Task input →
□ □ □
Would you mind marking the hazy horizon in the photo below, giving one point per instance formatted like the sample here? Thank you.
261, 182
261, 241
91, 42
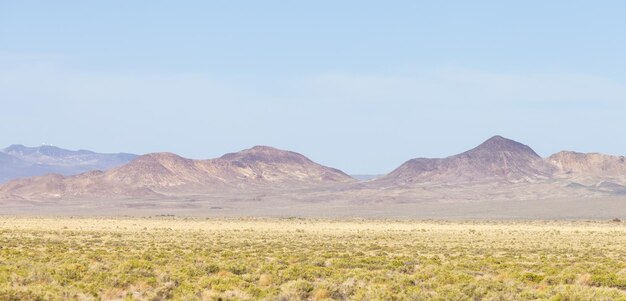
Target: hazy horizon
354, 85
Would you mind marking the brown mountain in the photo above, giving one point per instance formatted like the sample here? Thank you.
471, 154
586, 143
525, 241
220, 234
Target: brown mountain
497, 159
590, 163
162, 174
598, 170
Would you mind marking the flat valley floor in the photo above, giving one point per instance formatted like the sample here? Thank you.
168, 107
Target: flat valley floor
161, 258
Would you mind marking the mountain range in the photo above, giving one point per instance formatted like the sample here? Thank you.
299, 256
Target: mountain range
263, 178
19, 161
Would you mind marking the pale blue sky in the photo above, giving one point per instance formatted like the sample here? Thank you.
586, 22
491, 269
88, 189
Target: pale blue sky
357, 85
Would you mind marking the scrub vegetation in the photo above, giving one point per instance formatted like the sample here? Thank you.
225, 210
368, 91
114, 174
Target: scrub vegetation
164, 258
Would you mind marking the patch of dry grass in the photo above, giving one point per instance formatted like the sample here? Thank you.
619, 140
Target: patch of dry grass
307, 259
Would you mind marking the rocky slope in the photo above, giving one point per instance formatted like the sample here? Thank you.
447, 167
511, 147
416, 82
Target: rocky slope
497, 159
163, 174
18, 161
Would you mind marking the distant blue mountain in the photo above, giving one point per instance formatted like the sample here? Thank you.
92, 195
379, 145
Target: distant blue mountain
19, 161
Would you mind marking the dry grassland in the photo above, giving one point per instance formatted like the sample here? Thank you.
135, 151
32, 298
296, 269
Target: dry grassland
308, 259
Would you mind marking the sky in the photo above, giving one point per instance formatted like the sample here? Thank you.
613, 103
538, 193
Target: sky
358, 85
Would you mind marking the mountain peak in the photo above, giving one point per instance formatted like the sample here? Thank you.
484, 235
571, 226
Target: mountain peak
497, 158
261, 153
498, 144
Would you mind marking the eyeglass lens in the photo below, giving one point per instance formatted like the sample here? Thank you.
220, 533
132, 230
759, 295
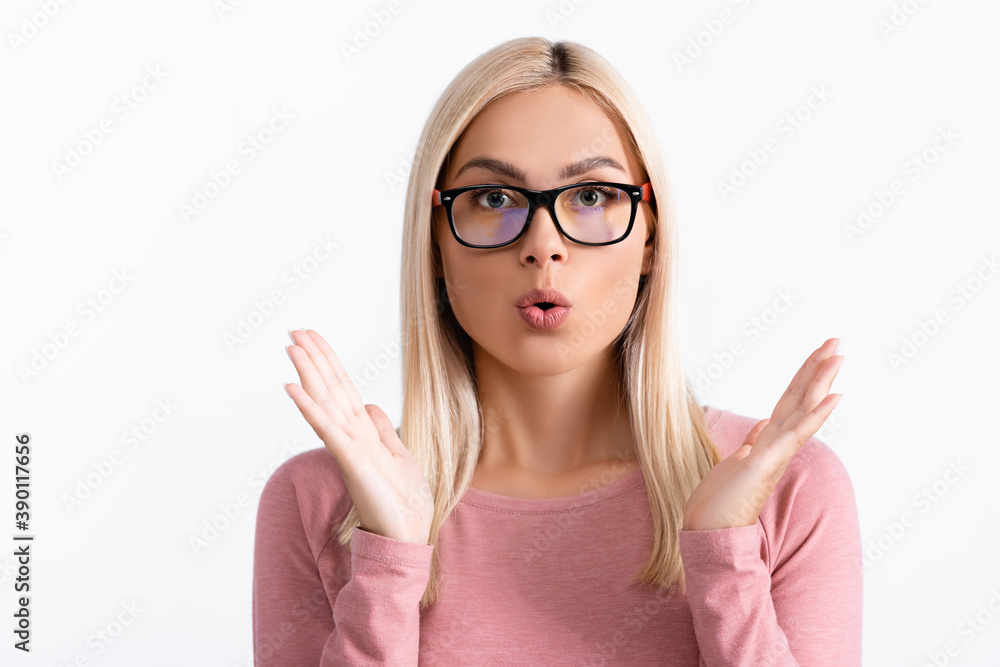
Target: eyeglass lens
589, 213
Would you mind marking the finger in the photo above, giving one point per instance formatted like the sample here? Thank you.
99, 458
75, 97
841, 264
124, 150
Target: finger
350, 391
386, 431
791, 399
331, 392
803, 427
817, 391
337, 442
751, 437
312, 382
819, 388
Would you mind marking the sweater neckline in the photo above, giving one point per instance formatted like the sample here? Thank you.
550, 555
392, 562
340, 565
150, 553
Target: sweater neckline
594, 496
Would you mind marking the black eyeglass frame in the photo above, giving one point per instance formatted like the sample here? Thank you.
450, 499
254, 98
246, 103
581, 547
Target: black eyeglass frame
546, 199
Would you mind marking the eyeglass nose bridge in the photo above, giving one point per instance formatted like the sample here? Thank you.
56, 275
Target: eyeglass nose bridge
545, 199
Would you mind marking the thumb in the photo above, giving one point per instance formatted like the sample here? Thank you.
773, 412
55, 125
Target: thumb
386, 431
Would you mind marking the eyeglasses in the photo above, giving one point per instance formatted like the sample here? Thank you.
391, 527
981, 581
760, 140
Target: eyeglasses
492, 216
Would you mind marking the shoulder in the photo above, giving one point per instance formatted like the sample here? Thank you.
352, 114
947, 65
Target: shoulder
813, 501
306, 490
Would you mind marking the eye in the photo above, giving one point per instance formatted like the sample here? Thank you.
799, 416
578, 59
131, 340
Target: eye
594, 196
490, 198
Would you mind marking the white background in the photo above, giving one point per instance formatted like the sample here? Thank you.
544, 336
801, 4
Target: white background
336, 172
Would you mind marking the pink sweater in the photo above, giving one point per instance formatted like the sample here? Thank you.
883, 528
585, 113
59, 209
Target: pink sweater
545, 581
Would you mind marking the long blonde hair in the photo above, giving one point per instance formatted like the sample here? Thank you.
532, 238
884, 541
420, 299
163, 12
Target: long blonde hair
442, 423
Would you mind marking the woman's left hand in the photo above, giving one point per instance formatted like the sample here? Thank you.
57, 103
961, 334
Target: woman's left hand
735, 490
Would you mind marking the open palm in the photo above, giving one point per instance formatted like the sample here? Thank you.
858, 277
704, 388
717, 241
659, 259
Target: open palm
733, 493
385, 482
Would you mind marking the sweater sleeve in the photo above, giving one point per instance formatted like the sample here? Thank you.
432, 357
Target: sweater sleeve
786, 590
309, 607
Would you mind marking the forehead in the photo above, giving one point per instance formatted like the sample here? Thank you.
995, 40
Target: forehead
541, 131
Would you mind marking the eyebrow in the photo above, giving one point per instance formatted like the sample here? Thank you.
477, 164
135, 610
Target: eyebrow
517, 174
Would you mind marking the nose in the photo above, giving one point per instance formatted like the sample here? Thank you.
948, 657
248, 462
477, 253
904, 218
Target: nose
542, 238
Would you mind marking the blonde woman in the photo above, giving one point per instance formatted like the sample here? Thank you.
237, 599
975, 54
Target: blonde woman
554, 494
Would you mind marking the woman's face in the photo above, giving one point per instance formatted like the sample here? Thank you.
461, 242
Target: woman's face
540, 132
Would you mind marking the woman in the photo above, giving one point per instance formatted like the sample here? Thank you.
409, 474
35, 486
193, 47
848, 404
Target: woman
560, 498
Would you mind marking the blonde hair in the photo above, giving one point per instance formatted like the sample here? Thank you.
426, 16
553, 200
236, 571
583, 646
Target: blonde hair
442, 423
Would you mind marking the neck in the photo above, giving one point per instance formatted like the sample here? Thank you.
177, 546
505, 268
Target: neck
552, 425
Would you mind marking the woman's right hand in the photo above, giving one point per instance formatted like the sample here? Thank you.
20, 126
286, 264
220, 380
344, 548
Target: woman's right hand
385, 482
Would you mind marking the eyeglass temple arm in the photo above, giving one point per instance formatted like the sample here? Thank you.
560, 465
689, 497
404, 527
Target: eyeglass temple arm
647, 194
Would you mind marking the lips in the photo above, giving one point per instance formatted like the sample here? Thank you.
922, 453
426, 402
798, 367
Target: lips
543, 309
544, 298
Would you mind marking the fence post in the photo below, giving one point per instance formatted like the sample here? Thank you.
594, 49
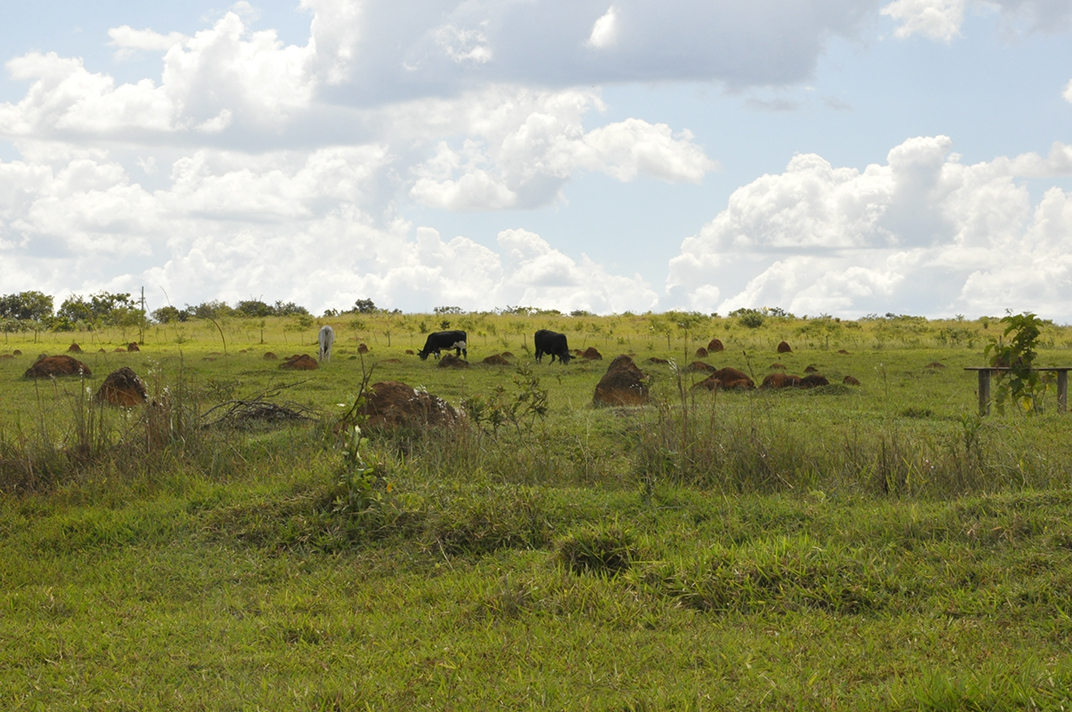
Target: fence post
984, 391
1062, 390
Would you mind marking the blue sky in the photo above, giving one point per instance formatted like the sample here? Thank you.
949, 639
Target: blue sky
839, 157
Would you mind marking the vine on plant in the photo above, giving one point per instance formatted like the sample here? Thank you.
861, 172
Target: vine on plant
1021, 383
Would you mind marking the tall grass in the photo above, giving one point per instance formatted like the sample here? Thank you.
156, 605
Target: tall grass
752, 449
72, 435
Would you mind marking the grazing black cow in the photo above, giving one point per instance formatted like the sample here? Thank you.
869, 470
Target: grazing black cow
444, 341
551, 342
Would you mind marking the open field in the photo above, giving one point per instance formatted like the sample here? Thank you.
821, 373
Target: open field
878, 547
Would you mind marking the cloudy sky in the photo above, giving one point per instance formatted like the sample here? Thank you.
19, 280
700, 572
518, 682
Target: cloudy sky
839, 157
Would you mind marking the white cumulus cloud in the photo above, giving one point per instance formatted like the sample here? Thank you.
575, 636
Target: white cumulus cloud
921, 234
938, 19
605, 30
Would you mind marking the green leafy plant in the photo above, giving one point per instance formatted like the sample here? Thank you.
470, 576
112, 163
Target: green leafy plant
361, 487
1021, 383
521, 410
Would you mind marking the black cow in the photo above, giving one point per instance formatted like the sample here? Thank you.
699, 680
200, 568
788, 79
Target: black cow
444, 341
551, 342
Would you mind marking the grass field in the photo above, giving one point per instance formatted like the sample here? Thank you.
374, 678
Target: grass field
878, 547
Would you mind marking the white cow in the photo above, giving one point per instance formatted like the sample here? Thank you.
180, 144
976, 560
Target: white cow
326, 338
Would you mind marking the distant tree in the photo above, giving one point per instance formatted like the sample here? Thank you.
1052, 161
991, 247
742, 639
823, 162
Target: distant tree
365, 307
169, 314
26, 306
210, 310
289, 309
253, 308
75, 310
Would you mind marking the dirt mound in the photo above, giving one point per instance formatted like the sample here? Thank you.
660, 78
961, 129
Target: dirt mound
813, 381
393, 404
451, 361
53, 366
780, 381
727, 379
303, 362
122, 388
622, 385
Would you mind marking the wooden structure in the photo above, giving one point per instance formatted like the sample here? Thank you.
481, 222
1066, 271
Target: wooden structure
984, 385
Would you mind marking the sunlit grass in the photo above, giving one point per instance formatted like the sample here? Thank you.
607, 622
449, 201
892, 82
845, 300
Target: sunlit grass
868, 548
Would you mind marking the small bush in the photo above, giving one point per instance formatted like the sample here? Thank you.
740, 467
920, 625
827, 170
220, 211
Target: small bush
605, 550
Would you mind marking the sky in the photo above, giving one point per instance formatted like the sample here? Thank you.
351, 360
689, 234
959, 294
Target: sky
823, 157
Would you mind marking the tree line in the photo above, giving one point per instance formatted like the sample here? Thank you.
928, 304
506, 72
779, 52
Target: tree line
35, 311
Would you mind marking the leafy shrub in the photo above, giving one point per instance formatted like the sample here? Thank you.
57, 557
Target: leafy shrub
1021, 383
605, 550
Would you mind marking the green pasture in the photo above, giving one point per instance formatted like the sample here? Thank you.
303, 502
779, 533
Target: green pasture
873, 547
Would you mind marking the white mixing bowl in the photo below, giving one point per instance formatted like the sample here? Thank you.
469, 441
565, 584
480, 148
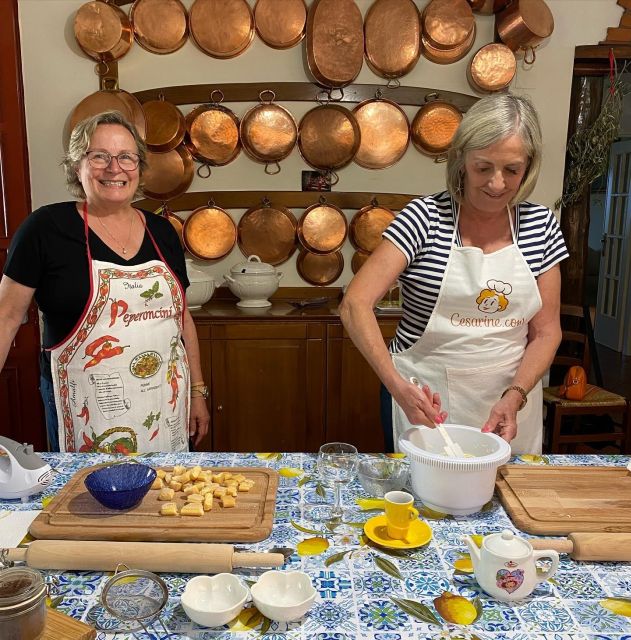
□ □ □
Requirements → Pick out every line of the items above that contains the word "dirt", and copy each one in full. Case counts.

Exercise solution →
Would you mind marking the dirt mound in the photo above, giving one point per instance formatted like the sample here? Thank you.
Target: dirt mound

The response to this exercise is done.